>> begin Provided passage
Building NNs with Flax#
On top of JAX, we will use Flax which is a higher-level framework for building neural networks. Flax is still decently simplistic (we don’t get a one-line keras.fit) and should be seen as a collection of helpful primitives we can put together how we want.
Taking a gradient in JAX#
Built-in to JAX is an autograd engine, which lets us automatically compute gradients of functions with jax.grad. We can take a pure function mapping x to y, and get a new function which calculates the gradient of y with respect to x.
Our high-level strategy will be to write our neural networks using Flax, then use jax.grad to run gradient descent and minimize loss.
def loss(x):
return jnp.square(x - 2).mean()
grad_x = jax.grad(loss) # grad(x) = 2 * (x-2)
print('grad(x=8) = 2*(x-2) =', grad_x(8.0)) # 12.0
grad(x=8) = 2*(x-2) = 12.0
Flax Modules#
The main abstraction of Flax is a module, which represents some kind of computation along with relevant parameters. Modules are composable, so we can construct complicated modules out of simpler ones. We will view everything from a feedforward layer to an entire neural network as a module.
Flax separtes the concept of the computation graph and the actual parameters. When we write a Flax module, we can declare parameters with an initialization function that describes how to create them (e.g. sample from a normal distribution). These parameters are treated as placeholders until we actually call init on the module, at which we can handle the parameters as a separate object.
>> end Provided passage
>> begin Raw data
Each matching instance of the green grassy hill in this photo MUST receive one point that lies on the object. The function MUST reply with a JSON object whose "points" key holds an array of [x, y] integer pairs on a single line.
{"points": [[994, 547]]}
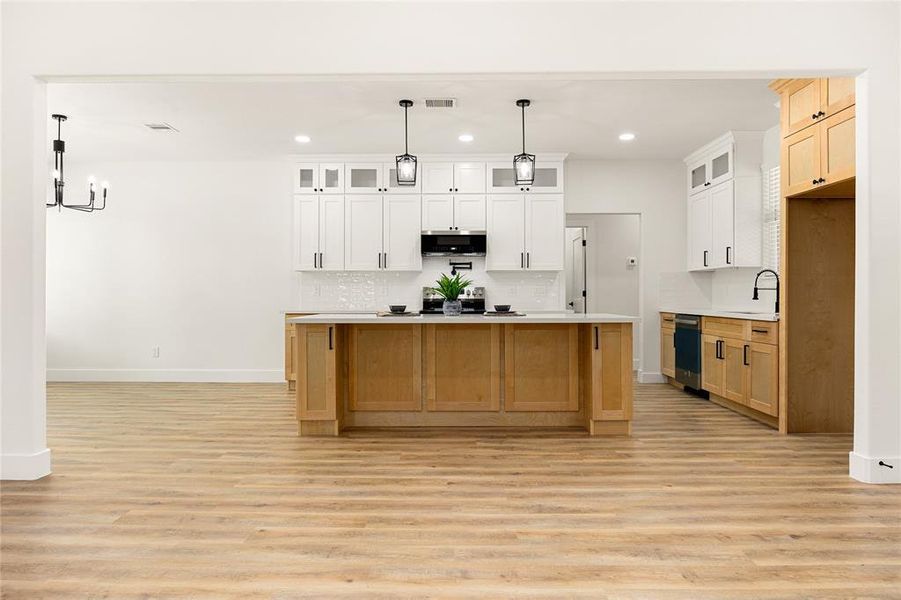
>> end Raw data
Problems and tasks
1. Could you write out the part of the Flax passage that opens with the words containing "Building NNs with" and closes with "grad(x) = 2 * (x-2)", renaming "neural networks" as "deep networks"?
2. Can you carry the Flax passage forward from the point where it stops?
This data has no connection to the Flax passage.

Results
1.
Building NNs with Flax#
On top of JAX, we will use Flax which is a higher-level framework for building deep networks. Flax is still decently simplistic (we don’t get a one-line keras.fit) and should be seen as a collection of helpful primitives we can put together how we want.
Taking a gradient in JAX#
Built-in to JAX is an autograd engine, which lets us automatically compute gradients of functions with jax.grad. We can take a pure function mapping x to y, and get a new function which calculates the gradient of y with respect to x.
Our high-level strategy will be to write our deep networks using Flax, then use jax.grad to run gradient descent and minimize loss.
def loss(x):
return jnp.square(x - 2).mean()
grad_x = jax.grad(loss) # grad(x) = 2 * (x-2)

2.
import flax.linen as nn
class MyModule(nn.Module):
output = 3
@nn.compact
def __call__(self, x):
weights = self.param('weights', nn.initializers.lecun_normal(),
(self.output, x.shape[-1]))
return weights @ x
x = jnp.array([1,2,3])
m = MyModule()
k = jax.random.key(42)
params = m.init(k, x) # Initialize the module, which creates parameters.
y = m.apply(params, x) # Call the module
print('Parameters:', params['params']['weights'])
print('Output:', y)
Parameters: [[-0.606425 -0.58962685 -0.4824153 ]
[ 0.33814558 1.2511139 0.02361481]
[ 0.5528764 -0.15400036 0.06896964]]
Output: [-3.2329245 2.9112177 0.4517846]
In the example above we defined our module from scratch, but in general we can compose our networks out of built-in Flax primitives.
class MyNet(nn.Module):
@nn.compact
def __call__(self, x):
x = nn.LayerNorm(x)
x = nn.Dense(128)(x)
x = jnp.tanh(x)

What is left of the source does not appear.